(Data under study Opens)
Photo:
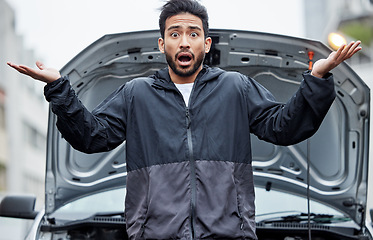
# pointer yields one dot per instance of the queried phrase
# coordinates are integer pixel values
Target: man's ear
(208, 42)
(161, 45)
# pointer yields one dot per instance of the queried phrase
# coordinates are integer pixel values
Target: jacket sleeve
(101, 130)
(298, 119)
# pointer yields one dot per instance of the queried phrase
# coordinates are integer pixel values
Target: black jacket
(189, 167)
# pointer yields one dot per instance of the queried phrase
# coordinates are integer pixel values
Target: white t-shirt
(185, 89)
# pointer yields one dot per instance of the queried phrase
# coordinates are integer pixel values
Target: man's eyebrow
(178, 26)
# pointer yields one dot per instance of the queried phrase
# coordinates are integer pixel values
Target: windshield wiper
(303, 218)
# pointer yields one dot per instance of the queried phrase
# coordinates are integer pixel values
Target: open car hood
(337, 154)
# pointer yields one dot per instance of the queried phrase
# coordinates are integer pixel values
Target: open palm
(42, 73)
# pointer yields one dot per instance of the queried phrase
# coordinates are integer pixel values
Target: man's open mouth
(184, 58)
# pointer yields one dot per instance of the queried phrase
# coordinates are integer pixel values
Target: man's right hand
(43, 74)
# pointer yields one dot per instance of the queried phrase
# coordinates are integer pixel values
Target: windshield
(269, 203)
(111, 201)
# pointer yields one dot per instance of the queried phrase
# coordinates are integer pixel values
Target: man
(189, 157)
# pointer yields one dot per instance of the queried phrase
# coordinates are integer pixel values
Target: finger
(40, 65)
(354, 49)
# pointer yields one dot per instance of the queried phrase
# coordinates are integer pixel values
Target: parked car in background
(316, 187)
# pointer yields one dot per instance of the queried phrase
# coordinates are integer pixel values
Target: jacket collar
(162, 78)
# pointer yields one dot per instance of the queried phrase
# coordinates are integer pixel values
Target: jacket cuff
(55, 87)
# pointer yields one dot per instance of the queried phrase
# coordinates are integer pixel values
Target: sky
(57, 30)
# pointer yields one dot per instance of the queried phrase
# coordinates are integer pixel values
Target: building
(23, 118)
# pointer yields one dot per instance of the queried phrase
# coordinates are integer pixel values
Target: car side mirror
(18, 207)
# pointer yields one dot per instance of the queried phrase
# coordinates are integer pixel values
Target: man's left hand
(323, 66)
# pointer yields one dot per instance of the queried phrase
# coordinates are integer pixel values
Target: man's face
(184, 44)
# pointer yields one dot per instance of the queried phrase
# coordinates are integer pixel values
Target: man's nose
(184, 43)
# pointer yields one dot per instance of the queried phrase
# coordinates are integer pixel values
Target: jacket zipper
(192, 174)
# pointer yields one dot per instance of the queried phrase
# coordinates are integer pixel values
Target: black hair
(174, 7)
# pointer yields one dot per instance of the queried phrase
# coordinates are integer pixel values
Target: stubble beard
(184, 72)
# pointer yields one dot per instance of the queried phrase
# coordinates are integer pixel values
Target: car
(315, 188)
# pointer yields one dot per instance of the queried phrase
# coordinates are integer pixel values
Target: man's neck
(181, 80)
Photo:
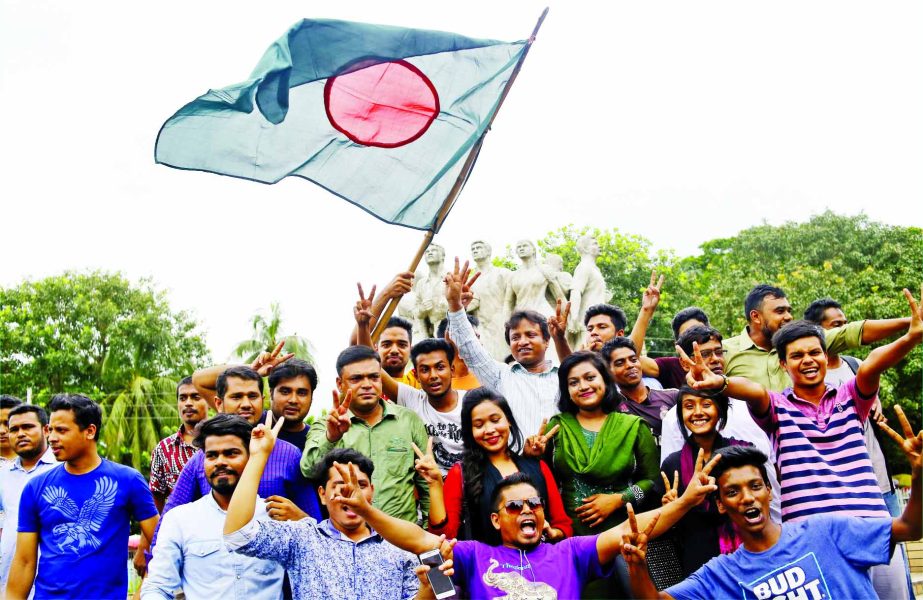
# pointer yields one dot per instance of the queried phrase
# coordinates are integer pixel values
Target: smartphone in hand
(441, 583)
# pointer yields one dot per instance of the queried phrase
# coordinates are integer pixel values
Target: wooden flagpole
(458, 185)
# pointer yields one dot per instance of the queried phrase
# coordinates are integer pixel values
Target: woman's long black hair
(474, 458)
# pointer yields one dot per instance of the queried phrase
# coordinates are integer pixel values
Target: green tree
(98, 334)
(267, 334)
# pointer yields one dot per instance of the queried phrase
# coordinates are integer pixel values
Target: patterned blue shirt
(323, 563)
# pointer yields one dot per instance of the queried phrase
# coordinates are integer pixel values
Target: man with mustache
(27, 428)
(190, 549)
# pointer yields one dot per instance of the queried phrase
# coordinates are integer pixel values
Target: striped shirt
(823, 463)
(532, 396)
(167, 462)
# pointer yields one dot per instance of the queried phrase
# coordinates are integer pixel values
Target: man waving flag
(384, 117)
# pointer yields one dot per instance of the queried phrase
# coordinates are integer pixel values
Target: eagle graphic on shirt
(85, 522)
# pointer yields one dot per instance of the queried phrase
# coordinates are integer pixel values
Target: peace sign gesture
(672, 492)
(651, 297)
(535, 444)
(426, 465)
(558, 323)
(458, 285)
(912, 445)
(634, 544)
(702, 483)
(363, 309)
(263, 437)
(338, 421)
(267, 361)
(Data under study Closes)
**How to complete this task:** Retype the entries above word for word, minus any images.

**Exercise answer:**
Photo:
# pointer yields one dot per instance of the queried phrase
# coordinates are integer pixel values
Target: man's ear
(208, 42)
(161, 45)
# pointer yields one dot per instance of the queried phrase
# coordinates are integer pixel values
Target: jacket sleeve
(101, 130)
(298, 119)
# pointer yields one dot per instance of the queried phrase
# coordinates are integer pixel values
Target: black jacket
(189, 167)
# pointer yields one dot per instance of the queried phrase
# coordinates are integer pixel values
Target: white t-shirt
(185, 89)
# pointer yields one dot per instance of the queried phrase
# coordinates are integer pixel values
Target: man's eyebrow
(178, 26)
# pointer yields one dot per instance of the queried phrase
# coordinates are integer pixel values
Target: windshield wiper
(303, 218)
# pointer yields one dot per instance of the queried phrase
# coordinates are integer pixel values
Target: open car hood
(337, 154)
# pointer yields one dot per instance of the queried phrase
# coordinates are integer pixel values
Target: open palm
(42, 73)
# pointer yields one dot per instance of the queried phrase
# coordinates are integer pixel values
Target: man's open mouth
(184, 58)
# pointer yields one dot per instance of the queried phrase
# coordinates are integer pixel values
Target: man's right hand
(43, 74)
# pointer yields one dot per instance of the queried phrase
# coordinates are integer pixel values
Target: windshield
(269, 203)
(111, 201)
# pointer yields one dot per instance of the queried phrase
# coordinates are integer pixel values
Target: man
(189, 157)
# pointer yields one dot per instance of the queried phrase
# coordinates are integer pixel values
Target: finger
(40, 65)
(354, 49)
# pointer yields one dot per instance of the queried phrase
# coordinates are integer pixel values
Target: parked car in background
(316, 187)
# pointer yields one dot per instance of the queried phrase
# coordinates are integer pixel values
Target: jacket collar
(162, 78)
# pointer yields one dot per instance of the queried phrase
# coordinates are integer pixel values
Target: jacket cuff
(55, 87)
# pointer yields one dot per instance of the queried phrase
# coordinates are integer pixel values
Target: sky
(57, 30)
# pointer yields one dot per instance of the queried phrase
# coordinates are integer pixel values
Target: building
(23, 118)
# pointer yields one dot per instance of the queried phrase
# coordinates are integer pixel values
Target: car side mirror
(18, 207)
# pointer yields one dot per instance of the queried phrase
# coordinates are integer pixel values
Target: man's left hand
(323, 66)
# pointer yields one dot per instance of the queried phrase
# coordinates are integer pixel values
Target: man's face
(184, 44)
# pointer yields one dot per instance of the queried phrase
# coordinates are integer pixel values
Target: man's nose
(184, 43)
# pointer yields one dot per instance of the queried phrase
# coordinates are integer pixel values
Target: jacket zipper
(192, 174)
# pointer yields one dot per instance of the queried phrase
# coordinates are integer pixel values
Target: black hair
(174, 7)
# pointer yields one dot per instance of the queried phrase
# coordinates are integer pixel values
Target: stubble beard
(184, 72)
# pointer yields one dot per instance of the queried phrase
# coordinates are integer pixel values
Target: car
(315, 188)
# pointer yields one dot per instance of the queried phrase
# coordinates are integer pixel values
Target: man's neck
(181, 80)
Photo:
# pointer yields one dot per instance of the queried phrase
# coordinates are integer pixel values
Target: smartphone in hand
(441, 583)
# pointer yields one dot per instance of the queried phrase
# coordinates are integer pixel values
Target: wooden flagpole
(458, 185)
# pointer yields one dot per instance of the queried phrase
# coordinates are integer pixel values
Target: woman's long black hair
(474, 458)
# pointer yields one dot per instance of the queried phrase
# coordinates are integer pixel values
Target: green tree
(98, 334)
(267, 334)
# pointer yields one dot per instance of the queried phrase
# coordinates are integer pixel values
Target: patterned blue shirt
(323, 563)
# pointer yields one dot per instance of the queried phrase
# coordinates are integer pixel values
Target: man with mustache
(27, 428)
(190, 549)
# pointer yields one dot per instance of the queried phrase
# coordinates are integer pixel values
Target: striped shirt
(823, 463)
(532, 396)
(167, 462)
# pointer yields one dot per instance of the queried phrase
# coordinates are integer pixel values
Target: man waving flag
(384, 117)
# pointer yields one dot per instance of the queried phrase
# coordinates are integer pixel values
Target: eagle graphic on shirt
(85, 522)
# pointer yields one dot per instance of the queried phrase
# coordinates are integer pixel values
Target: peace sign gesture
(672, 492)
(651, 297)
(535, 444)
(426, 465)
(558, 323)
(458, 285)
(912, 445)
(634, 544)
(702, 483)
(363, 309)
(263, 437)
(338, 421)
(267, 361)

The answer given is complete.